**REQUIRED TASK**: In the records below, locate the line containing "Reviewer note: check that each instance of the dry"; output that line and every following line through the last, exactly.
+--
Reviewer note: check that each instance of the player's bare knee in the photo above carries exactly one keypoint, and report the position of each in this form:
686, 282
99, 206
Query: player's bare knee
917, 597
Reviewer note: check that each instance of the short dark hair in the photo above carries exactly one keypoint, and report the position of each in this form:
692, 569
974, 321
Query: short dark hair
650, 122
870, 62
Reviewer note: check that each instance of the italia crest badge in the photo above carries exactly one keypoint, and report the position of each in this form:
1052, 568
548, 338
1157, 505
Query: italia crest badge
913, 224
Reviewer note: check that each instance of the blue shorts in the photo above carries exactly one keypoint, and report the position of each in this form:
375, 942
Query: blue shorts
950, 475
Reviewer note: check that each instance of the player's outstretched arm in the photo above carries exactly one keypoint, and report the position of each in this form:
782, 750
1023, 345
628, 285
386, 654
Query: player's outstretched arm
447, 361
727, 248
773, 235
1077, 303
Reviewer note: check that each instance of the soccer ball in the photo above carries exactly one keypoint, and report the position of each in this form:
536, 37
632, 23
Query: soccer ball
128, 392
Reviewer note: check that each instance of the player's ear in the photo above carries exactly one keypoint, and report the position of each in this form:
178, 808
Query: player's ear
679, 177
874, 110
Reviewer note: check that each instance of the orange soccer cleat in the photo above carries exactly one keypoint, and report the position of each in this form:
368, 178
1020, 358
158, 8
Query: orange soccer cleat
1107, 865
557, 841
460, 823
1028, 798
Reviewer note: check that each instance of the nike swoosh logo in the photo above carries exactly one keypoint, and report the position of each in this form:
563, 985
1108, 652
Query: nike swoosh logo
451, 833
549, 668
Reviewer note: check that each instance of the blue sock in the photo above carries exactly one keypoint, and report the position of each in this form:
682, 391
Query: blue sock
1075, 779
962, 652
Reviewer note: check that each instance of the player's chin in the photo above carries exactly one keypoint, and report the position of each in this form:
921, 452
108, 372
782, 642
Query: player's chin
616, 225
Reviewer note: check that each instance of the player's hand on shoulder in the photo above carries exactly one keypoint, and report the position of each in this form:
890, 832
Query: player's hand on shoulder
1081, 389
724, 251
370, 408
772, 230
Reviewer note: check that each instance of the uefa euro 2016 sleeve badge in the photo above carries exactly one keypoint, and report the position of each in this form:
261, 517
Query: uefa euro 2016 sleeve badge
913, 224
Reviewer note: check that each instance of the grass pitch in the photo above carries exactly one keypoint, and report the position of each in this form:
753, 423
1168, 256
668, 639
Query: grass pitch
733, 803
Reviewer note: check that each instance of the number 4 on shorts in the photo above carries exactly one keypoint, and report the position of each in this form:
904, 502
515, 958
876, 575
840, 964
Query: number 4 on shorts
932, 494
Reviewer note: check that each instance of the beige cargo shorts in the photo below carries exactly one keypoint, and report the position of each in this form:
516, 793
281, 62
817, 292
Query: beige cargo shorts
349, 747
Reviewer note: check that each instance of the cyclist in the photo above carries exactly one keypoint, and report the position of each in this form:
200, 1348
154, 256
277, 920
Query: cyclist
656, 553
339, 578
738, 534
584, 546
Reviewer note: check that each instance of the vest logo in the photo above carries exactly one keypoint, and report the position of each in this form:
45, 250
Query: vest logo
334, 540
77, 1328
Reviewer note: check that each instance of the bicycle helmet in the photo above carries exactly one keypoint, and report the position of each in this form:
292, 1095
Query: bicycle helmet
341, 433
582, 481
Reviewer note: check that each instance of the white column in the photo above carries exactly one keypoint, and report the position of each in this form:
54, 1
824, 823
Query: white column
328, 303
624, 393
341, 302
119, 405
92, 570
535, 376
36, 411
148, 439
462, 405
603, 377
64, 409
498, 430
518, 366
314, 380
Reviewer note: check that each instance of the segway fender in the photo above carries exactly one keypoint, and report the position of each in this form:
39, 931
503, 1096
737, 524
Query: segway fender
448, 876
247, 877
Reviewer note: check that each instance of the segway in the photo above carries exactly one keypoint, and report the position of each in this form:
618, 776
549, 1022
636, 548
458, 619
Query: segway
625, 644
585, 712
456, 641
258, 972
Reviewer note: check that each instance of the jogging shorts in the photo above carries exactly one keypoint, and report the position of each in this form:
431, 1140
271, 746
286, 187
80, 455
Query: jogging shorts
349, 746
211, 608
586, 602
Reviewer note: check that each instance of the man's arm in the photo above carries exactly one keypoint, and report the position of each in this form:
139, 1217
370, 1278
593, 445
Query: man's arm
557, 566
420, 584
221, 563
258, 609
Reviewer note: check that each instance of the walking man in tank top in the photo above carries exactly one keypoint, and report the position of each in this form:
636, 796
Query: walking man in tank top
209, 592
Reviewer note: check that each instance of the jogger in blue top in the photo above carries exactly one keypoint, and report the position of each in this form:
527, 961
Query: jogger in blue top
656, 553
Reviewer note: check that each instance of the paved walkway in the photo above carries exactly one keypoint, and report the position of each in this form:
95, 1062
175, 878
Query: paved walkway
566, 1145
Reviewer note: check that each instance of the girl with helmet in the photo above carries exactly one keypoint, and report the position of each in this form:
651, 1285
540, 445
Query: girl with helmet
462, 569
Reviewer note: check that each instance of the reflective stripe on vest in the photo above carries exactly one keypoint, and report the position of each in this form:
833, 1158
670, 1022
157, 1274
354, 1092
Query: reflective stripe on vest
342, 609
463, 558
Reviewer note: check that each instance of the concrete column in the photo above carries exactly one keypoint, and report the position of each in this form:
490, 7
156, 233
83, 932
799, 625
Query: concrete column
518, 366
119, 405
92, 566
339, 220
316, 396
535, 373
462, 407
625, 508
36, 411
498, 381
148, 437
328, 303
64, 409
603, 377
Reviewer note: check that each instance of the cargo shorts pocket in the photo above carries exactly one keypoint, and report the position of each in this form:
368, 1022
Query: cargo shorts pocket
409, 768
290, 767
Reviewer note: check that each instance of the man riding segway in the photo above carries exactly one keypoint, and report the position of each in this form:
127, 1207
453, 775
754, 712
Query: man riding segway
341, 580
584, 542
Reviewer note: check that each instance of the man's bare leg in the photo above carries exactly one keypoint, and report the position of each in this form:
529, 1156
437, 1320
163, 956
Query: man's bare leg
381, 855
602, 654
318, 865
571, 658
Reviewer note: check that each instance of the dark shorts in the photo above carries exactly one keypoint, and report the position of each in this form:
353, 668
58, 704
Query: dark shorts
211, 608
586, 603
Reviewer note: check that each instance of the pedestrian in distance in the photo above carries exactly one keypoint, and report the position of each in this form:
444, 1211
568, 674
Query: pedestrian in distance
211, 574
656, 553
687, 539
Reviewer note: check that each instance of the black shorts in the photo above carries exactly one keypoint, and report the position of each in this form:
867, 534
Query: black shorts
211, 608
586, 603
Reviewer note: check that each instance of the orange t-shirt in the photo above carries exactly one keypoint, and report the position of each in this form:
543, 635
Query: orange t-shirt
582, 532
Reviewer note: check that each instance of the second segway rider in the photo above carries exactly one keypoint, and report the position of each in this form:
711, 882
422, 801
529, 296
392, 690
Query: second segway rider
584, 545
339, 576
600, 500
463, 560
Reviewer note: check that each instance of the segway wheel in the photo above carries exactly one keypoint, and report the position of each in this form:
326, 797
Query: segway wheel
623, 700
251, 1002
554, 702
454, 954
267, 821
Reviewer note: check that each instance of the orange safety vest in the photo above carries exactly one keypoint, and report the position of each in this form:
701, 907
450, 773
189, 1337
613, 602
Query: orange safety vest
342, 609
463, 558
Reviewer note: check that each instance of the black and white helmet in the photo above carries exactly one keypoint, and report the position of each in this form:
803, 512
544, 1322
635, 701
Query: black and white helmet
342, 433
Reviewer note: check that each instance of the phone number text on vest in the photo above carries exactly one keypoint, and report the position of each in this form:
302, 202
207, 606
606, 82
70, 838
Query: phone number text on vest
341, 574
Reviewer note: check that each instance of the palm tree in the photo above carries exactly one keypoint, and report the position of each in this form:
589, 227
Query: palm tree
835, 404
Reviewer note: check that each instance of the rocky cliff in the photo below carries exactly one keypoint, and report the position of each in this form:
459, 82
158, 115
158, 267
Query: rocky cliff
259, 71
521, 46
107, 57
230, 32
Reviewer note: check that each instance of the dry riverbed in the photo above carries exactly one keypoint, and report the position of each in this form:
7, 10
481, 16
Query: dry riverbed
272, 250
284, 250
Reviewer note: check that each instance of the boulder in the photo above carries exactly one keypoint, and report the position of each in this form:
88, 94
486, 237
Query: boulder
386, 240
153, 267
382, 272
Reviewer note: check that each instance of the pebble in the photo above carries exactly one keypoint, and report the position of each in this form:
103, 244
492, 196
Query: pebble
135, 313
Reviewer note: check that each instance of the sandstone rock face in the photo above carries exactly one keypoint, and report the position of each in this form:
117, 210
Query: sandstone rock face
+--
**ANSWER BELOW**:
Reviewer note: check that each instance of the dry riverbed in the photo above carries exactly one keypoint, and report the position of each in this form:
7, 10
481, 16
Query: dry riverbed
272, 250
284, 250
Reviewer note: check that each instance of the boulder in the photo above carries exactly one keypoint, and report the position of each in this form:
88, 94
486, 237
Query: boulder
386, 240
153, 267
382, 272
Reviewer note: check that each instance of the pebble in the photo above carries exactly one keypoint, and report the position of each in this form:
103, 244
492, 196
Query: pebble
135, 313
Reviewer note: check that each instance of the sandstone rock face in the photo above carries exactly one keypoint, and report the position of each in this form:
117, 210
Query: sandstone rock face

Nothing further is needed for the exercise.